> **WHAT YOU SHOULD DO**:
Look for "the lake shoreline" in the records below, then copy that line and every line after it, exactly and with nothing added.

--

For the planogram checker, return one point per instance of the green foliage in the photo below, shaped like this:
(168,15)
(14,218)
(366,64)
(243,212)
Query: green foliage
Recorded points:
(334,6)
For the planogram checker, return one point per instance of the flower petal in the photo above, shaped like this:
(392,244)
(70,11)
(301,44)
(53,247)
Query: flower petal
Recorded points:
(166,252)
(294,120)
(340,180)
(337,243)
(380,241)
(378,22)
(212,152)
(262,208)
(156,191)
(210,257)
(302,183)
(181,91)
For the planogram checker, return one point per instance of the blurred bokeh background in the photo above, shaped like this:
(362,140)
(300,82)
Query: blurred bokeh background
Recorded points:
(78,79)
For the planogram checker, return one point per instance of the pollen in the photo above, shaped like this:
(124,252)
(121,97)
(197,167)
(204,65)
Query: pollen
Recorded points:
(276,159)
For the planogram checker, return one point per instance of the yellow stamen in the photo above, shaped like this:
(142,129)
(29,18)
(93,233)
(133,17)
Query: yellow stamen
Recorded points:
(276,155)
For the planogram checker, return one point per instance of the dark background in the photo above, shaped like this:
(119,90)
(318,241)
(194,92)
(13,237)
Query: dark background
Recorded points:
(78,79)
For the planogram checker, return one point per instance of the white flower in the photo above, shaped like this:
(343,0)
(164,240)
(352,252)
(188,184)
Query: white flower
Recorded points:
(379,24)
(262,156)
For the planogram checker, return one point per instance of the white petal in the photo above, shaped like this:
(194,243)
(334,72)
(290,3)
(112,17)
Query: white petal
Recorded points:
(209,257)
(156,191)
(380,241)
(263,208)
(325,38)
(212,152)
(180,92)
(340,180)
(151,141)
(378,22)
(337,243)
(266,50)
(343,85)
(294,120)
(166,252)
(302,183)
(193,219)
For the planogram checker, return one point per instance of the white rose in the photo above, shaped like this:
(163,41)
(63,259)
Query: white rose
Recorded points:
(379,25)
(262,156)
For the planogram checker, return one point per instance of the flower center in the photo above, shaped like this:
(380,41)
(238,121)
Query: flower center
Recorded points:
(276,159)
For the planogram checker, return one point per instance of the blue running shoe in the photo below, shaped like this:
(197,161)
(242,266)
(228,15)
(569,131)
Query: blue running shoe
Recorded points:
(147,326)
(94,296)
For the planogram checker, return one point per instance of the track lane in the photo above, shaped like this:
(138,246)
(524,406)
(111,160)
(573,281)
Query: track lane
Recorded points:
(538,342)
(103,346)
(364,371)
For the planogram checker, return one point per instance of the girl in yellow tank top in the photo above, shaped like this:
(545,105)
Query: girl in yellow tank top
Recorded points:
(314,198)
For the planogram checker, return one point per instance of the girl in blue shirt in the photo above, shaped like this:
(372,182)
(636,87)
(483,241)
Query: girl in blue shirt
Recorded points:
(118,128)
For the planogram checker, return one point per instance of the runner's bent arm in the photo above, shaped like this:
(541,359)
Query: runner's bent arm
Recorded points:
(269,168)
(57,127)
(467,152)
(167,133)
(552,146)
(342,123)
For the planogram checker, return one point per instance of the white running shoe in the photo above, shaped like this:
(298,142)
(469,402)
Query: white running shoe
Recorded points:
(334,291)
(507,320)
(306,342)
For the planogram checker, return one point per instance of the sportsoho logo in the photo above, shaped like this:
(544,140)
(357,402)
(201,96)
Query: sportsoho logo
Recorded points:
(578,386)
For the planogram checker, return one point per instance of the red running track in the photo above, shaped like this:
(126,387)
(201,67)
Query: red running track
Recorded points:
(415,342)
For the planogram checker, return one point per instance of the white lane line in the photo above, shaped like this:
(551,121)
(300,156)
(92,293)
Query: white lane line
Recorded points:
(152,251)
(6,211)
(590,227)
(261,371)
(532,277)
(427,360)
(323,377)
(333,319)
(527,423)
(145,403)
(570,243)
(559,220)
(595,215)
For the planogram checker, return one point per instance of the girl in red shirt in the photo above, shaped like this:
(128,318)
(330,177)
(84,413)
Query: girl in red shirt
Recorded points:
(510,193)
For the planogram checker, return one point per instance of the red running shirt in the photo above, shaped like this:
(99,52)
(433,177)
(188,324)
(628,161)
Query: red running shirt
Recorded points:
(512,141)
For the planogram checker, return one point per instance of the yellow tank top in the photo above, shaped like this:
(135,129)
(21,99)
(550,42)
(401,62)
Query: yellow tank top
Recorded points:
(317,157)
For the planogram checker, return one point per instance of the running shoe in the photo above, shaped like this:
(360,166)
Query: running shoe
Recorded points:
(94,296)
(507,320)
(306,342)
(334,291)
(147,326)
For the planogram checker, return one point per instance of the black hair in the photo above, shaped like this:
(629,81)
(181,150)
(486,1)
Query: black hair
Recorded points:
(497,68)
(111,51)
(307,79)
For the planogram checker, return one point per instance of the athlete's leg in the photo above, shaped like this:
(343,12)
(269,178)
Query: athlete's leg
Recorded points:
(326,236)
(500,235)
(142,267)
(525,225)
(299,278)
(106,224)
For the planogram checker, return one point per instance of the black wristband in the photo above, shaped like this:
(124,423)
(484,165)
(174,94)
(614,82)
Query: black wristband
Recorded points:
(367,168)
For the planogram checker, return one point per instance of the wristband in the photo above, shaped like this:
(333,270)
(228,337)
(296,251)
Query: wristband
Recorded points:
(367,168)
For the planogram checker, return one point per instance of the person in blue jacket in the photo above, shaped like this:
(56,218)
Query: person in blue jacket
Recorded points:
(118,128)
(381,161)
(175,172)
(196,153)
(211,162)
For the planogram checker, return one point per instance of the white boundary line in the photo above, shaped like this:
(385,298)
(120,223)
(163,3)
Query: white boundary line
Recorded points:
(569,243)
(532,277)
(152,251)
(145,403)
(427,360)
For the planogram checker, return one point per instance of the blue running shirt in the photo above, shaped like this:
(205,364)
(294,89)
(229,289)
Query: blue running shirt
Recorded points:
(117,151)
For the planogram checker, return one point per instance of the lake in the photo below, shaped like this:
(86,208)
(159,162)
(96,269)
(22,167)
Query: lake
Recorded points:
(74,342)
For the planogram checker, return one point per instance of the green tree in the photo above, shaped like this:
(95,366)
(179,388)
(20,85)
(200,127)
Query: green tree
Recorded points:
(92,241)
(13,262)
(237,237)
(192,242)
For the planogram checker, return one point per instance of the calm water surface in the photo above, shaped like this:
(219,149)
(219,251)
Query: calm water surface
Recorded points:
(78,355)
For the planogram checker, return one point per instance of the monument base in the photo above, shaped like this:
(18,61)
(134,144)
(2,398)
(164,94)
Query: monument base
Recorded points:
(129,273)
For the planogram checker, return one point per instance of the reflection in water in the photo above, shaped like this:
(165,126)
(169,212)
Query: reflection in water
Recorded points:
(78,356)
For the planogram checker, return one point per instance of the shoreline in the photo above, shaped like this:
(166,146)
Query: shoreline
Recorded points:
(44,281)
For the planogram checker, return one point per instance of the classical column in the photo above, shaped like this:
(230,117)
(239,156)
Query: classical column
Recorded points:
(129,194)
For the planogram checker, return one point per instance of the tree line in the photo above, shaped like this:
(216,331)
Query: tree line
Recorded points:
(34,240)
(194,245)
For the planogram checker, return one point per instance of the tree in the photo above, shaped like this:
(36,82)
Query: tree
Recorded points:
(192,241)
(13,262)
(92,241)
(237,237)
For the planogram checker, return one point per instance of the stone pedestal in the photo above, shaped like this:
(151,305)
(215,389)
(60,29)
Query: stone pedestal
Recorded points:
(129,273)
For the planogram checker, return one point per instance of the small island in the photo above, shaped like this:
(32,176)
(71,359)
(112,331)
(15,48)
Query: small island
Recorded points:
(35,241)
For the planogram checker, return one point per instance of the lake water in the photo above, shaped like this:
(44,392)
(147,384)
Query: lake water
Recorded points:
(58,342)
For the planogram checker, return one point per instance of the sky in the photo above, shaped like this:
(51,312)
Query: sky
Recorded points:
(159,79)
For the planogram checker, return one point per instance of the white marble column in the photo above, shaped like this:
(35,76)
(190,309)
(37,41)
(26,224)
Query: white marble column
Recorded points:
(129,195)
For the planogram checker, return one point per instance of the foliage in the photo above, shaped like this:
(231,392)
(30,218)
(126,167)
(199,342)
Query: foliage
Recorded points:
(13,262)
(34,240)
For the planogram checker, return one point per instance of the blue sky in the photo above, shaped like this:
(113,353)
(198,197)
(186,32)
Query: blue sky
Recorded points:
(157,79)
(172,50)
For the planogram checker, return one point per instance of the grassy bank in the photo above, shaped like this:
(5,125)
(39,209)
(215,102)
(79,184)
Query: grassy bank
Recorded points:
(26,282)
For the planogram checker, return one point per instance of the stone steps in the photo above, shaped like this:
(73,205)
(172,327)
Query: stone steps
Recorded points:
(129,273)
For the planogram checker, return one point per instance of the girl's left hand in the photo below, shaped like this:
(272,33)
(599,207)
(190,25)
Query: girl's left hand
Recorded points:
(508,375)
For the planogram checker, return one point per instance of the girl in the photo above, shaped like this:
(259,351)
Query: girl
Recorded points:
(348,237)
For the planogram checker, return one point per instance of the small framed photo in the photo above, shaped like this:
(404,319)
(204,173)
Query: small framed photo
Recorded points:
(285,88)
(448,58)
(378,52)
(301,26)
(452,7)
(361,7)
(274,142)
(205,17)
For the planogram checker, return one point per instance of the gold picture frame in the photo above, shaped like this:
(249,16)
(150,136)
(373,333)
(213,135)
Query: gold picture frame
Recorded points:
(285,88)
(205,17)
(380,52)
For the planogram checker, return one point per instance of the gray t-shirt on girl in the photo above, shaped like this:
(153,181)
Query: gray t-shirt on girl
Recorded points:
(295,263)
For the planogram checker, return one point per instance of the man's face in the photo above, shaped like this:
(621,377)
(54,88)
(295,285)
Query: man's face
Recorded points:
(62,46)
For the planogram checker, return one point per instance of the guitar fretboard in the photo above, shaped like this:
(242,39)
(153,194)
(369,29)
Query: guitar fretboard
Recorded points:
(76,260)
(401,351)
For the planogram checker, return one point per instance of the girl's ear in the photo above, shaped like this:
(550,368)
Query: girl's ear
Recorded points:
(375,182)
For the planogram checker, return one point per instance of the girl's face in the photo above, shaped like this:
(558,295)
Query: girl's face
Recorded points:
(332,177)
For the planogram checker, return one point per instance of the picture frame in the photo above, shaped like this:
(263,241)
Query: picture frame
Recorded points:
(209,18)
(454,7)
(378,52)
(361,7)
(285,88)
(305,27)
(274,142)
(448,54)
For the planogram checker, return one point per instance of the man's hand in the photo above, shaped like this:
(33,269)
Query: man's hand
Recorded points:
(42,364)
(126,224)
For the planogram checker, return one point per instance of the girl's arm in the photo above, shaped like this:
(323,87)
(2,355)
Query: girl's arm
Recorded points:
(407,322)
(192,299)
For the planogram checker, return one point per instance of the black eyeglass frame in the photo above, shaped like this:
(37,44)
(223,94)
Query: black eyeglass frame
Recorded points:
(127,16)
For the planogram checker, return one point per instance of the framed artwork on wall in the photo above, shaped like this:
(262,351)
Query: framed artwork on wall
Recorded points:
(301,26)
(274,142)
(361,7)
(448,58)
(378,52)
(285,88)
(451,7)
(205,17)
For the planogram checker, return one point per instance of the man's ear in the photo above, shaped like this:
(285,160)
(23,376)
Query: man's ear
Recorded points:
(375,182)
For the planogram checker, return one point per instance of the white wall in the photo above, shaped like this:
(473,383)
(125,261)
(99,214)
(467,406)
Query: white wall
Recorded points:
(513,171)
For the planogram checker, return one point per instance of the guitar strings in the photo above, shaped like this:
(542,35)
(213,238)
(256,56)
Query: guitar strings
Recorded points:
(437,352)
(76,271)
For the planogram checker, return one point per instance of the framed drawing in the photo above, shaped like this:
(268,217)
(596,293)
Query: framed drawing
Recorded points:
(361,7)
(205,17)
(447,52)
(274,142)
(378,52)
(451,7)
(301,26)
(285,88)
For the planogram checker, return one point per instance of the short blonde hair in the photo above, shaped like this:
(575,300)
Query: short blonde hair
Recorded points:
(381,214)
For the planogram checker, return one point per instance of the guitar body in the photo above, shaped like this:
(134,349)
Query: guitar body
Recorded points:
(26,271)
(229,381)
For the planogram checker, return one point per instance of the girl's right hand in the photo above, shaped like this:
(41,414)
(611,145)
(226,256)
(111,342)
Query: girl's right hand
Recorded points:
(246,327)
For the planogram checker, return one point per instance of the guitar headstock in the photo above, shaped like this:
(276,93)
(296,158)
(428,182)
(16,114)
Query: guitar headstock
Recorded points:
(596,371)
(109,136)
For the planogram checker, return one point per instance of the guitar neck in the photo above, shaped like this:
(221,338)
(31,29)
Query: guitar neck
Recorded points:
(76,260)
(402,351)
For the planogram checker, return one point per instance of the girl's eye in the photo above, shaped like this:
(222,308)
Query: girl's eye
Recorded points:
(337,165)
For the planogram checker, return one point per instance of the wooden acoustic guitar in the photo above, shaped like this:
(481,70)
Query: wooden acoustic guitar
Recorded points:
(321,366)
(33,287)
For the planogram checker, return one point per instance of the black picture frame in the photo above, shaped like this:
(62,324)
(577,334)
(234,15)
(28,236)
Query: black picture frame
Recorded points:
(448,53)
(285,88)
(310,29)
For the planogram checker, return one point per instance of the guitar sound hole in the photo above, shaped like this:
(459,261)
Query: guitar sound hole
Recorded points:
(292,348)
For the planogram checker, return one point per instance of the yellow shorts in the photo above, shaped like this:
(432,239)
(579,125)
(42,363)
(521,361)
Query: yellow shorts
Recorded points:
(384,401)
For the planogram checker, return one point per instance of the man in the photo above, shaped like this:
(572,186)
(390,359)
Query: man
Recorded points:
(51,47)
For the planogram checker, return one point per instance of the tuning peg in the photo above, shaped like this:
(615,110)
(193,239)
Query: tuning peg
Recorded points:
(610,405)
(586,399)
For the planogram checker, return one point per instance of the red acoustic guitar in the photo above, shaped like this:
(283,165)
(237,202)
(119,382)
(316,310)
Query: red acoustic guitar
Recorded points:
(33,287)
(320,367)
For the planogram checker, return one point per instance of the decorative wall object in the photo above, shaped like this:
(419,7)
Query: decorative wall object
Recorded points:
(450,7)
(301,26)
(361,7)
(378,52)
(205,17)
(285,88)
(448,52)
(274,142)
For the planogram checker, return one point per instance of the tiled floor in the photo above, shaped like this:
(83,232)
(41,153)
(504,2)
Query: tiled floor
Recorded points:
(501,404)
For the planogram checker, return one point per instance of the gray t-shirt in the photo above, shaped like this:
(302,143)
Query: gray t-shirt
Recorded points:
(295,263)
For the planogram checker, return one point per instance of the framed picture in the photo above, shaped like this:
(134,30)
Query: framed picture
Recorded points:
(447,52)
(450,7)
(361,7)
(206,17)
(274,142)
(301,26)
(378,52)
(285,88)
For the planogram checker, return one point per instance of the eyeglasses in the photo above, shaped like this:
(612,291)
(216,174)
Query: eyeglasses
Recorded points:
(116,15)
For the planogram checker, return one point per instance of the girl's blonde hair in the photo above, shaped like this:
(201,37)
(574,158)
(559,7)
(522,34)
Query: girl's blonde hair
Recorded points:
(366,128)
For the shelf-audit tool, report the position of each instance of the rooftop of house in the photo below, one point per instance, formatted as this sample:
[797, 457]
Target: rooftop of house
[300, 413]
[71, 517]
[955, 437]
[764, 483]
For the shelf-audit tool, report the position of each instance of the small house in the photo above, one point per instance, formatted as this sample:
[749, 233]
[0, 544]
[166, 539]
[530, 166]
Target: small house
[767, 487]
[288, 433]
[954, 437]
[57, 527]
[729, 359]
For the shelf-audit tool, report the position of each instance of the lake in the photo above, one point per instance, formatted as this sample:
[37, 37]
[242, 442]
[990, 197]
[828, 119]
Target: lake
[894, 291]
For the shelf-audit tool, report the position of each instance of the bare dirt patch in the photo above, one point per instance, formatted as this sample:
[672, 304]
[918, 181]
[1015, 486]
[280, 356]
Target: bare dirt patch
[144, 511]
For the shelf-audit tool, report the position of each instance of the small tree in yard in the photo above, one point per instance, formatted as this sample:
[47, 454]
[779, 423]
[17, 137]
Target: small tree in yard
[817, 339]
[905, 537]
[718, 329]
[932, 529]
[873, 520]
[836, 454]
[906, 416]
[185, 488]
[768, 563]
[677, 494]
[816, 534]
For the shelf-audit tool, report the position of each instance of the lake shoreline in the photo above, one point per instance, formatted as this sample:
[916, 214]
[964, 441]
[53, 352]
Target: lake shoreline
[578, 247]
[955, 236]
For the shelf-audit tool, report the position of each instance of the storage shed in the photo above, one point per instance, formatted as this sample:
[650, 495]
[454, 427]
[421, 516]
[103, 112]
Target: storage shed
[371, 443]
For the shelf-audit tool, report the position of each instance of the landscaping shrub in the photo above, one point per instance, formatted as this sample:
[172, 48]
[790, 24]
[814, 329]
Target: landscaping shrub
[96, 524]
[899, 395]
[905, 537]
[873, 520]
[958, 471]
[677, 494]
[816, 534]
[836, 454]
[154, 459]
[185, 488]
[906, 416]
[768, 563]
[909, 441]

--

> **RESPONSE TO THIS TASK**:
For the shelf-audit tool, report the position of each instance of the lake shoreline in the photo above, one point per instance, formatted as this sample:
[916, 214]
[964, 441]
[53, 352]
Target: lake shoreline
[578, 247]
[955, 236]
For the shelf-audit tool, report the position of each instance of the storage shed in the photo above, one point per instance, formatted as this sample:
[650, 495]
[454, 427]
[421, 516]
[103, 112]
Target: storage shed
[371, 443]
For the shelf-audit tool, report the position of each instance of the landscaping shrub in the photo above, one point per instance, formatted as this sample:
[172, 48]
[790, 24]
[814, 329]
Target: landscaping shrub
[96, 524]
[899, 395]
[905, 537]
[873, 520]
[958, 471]
[677, 494]
[816, 534]
[836, 454]
[154, 459]
[185, 488]
[906, 416]
[768, 563]
[909, 441]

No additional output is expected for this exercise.